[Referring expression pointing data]
=== Begin Enclosure ===

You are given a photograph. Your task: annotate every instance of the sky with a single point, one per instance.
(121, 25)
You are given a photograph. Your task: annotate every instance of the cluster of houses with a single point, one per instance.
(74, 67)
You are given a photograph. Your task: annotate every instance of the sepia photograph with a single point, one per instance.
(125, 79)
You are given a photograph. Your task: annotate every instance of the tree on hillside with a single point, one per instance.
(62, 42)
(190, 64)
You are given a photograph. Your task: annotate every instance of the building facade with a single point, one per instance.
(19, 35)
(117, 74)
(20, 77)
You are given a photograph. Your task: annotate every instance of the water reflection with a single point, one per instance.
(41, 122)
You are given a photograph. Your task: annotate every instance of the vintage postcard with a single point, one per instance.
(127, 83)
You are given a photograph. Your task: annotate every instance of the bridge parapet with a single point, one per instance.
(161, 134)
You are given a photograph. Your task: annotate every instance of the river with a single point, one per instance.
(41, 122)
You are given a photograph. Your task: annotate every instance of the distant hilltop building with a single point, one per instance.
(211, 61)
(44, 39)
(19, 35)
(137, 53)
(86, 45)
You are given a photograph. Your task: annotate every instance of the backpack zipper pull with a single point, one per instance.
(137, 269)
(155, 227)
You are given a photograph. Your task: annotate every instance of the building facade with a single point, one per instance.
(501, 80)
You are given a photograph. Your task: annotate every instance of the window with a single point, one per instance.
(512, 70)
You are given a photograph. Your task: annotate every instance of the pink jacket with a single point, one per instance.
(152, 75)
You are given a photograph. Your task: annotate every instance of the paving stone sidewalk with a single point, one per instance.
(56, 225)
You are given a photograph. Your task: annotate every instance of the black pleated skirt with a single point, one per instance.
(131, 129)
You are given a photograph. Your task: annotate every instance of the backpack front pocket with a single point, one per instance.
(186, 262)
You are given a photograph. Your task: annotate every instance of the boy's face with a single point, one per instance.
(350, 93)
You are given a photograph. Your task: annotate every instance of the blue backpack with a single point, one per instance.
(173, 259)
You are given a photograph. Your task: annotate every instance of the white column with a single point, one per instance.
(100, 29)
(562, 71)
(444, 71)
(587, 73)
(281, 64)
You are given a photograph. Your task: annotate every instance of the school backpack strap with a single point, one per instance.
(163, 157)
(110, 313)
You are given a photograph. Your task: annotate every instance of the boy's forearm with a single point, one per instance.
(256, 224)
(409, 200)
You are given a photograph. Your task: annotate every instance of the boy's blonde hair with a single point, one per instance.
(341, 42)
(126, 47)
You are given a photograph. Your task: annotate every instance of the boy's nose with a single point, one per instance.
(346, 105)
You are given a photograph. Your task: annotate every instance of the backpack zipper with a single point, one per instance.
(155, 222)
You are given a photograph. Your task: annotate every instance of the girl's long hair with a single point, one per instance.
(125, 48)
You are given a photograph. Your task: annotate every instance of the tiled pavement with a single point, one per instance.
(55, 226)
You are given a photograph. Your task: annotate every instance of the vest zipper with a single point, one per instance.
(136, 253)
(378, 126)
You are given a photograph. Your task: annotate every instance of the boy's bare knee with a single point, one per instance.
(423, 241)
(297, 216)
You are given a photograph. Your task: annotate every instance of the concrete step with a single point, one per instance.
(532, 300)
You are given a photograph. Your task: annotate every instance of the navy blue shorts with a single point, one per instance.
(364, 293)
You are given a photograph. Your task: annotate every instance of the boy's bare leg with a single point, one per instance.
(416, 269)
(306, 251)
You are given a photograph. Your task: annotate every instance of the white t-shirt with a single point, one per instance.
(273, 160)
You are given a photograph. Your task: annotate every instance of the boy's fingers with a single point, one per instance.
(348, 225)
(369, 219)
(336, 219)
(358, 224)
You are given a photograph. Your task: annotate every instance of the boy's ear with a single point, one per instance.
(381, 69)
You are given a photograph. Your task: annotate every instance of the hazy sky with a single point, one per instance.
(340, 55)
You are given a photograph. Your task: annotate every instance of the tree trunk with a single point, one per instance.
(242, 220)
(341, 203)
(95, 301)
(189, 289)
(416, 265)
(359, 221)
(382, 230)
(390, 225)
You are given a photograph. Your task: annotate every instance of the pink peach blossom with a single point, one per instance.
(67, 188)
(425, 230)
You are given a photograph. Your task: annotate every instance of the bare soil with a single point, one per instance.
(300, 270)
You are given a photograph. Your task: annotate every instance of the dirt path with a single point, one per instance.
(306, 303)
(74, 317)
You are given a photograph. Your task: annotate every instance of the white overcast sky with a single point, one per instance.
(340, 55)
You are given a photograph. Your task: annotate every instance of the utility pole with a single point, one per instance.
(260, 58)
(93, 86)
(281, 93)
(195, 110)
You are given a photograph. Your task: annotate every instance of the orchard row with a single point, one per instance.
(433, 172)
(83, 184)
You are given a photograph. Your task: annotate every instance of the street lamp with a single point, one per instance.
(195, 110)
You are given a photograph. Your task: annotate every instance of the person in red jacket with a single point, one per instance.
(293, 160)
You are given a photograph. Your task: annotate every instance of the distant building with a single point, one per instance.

=== End Enclosure ===

Write out each entry once more, exactly as it was given.

You are given a photograph. Your task: annotate every instance of the sky with a single point, one per instance.
(121, 25)
You are given a photograph. Your task: annotate every instance of the cluster of houses with a single point, one per instance.
(74, 67)
You are given a photograph. Your task: annotate every instance of the sepia photograph with a single point, one per instance.
(125, 79)
You are given a photograph. Your task: annotate every instance of the tree on hillside with a single point, one per instance.
(62, 42)
(190, 64)
You are given a photograph. Your task: annotate every instance of the building facade with a single point, one per instance.
(19, 35)
(117, 74)
(20, 77)
You are given a photograph. Your task: annotate every instance of the water reflection with a single point, one per instance.
(41, 122)
You are given a photograph. Your task: annotate every instance of the vintage postcard with a single point, one per instance.
(127, 83)
You are given a photograph. Your task: annotate every instance of the bridge parapet with a single point, one per instance.
(161, 134)
You are given a photograph. Your task: annotate every instance of the river with a single point, one per instance.
(41, 122)
You are given a photograph. Your task: annotate every instance of the distant hilltop building with a single point, one per instance.
(211, 61)
(44, 39)
(19, 35)
(137, 53)
(86, 45)
You are given a photograph. Your task: annotate every instance of the backpack zipper pull with a single point, one per instance.
(137, 269)
(155, 227)
You are given a photograph. Your task: annotate every instance of the building facade with a single point, one per instance.
(501, 80)
You are given a photograph. Your task: annotate every instance of the window with a single point, one per instance.
(512, 70)
You are given a photograph. Your task: annotate every instance of the pink jacket with a single point, one per instance.
(152, 75)
You are given a photograph. Your task: annotate every instance of the paving stone sidewalk with a single point, one per instance.
(56, 225)
You are given a photograph. Your task: annotate every instance of the black pleated skirt with a single point, one per instance.
(131, 129)
You are given a photograph. Your task: annotate every instance of the backpack front pocket with a single point, one per instance.
(186, 262)
You are given a photograph. Your task: annotate every instance of the boy's face with a single point, one per instance.
(350, 93)
You are given a photograph. Your task: annotate every instance of the blue backpack with a single point, one per instance.
(173, 259)
You are given a photograph. Your task: annotate every instance of the white column with a single point, one per instance.
(100, 29)
(562, 71)
(444, 71)
(587, 73)
(281, 64)
You are given a photograph. Your task: annotate every instance of the school backpack strap with a single point, one per instance.
(163, 157)
(110, 313)
You are given a photograph. Your task: annotate every instance of the boy's forearm with a single point, one per instance.
(256, 224)
(409, 200)
You are given a photograph. Your task: annotate every instance of the boy's blonde hair with a single point, one per instance.
(341, 42)
(126, 47)
You are given a photograph. Your task: annotate every instance of the boy's nose with a single point, one per instance.
(346, 105)
You are given a photograph. Your task: annotate every instance of the backpack zipper with a single point, one per instance.
(155, 222)
You are given a photograph. Your task: annotate every instance of the girl's long hair with a single point, one per instance.
(125, 48)
You are given a photograph. Your task: annotate every instance of the tiled pavement with a single point, one per instance.
(55, 226)
You are given a photograph. Your task: annotate every instance of the vest zipper with a single point, one per instance.
(136, 253)
(378, 126)
You are given a photograph. Your task: annotate every instance of the boy's bare knee with a single point, one per instance.
(423, 241)
(297, 216)
You are given a photograph. Your task: annotate every instance of the concrete step with a single point, one per instance.
(532, 300)
You are given a photograph. Your task: annotate every instance of the navy blue shorts with a single point, one per instance.
(364, 293)
You are given a photograph. Your task: annotate every instance of the boy's bare leg with a single point, one per instance.
(416, 269)
(306, 251)
You are given a photograph. Your task: annotate every instance of the white t-shirt with a single point, one per instance.
(273, 160)
You are given a photograph. Your task: annotate every instance of the boy's fingers with a single point, one per instance.
(348, 225)
(369, 219)
(336, 219)
(358, 224)
You are given a photograph. Your task: annotate every instance of the boy's ear with a single point, one per instance.
(381, 69)
You are given a photograph. Your task: annotate every instance of the hazy sky with a single point, one per instance.
(340, 55)
You are given a photograph. Your task: annotate every instance of the tree trunk with a single point, one per instance.
(242, 220)
(341, 203)
(95, 301)
(189, 289)
(416, 265)
(359, 221)
(382, 230)
(390, 225)
You are given a photograph. Your task: annotate every instance of the pink peach blossom with a single point, one per instance.
(67, 188)
(425, 230)
You are given a photograph. Your task: annotate every instance of the bare soil with a single point, one per instance.
(300, 270)
You are given a photograph. Your task: annotate every instance of the dirt path with a single point, one per instance.
(306, 303)
(74, 317)
You are given a photograph. Your task: annotate every instance of the white overcast sky with a single point, one per instance.
(340, 55)
You are given a photograph. Your task: annotate every instance of the utility pole with a single point, one per instance.
(260, 58)
(93, 86)
(281, 93)
(195, 110)
You are given a photograph. Your task: annotate every instance of the orchard row with a single point, one per instance.
(433, 172)
(83, 184)
You are given a photograph. Your task: annotate every instance of the street lamp with a single point, one per instance.
(195, 110)
You are given a photograph. Your task: annotate every instance of the person in red jacket with a single point, one per instance.
(293, 160)
You are given a photograph. Your task: annotate every instance of the distant building with a single point, one per instance.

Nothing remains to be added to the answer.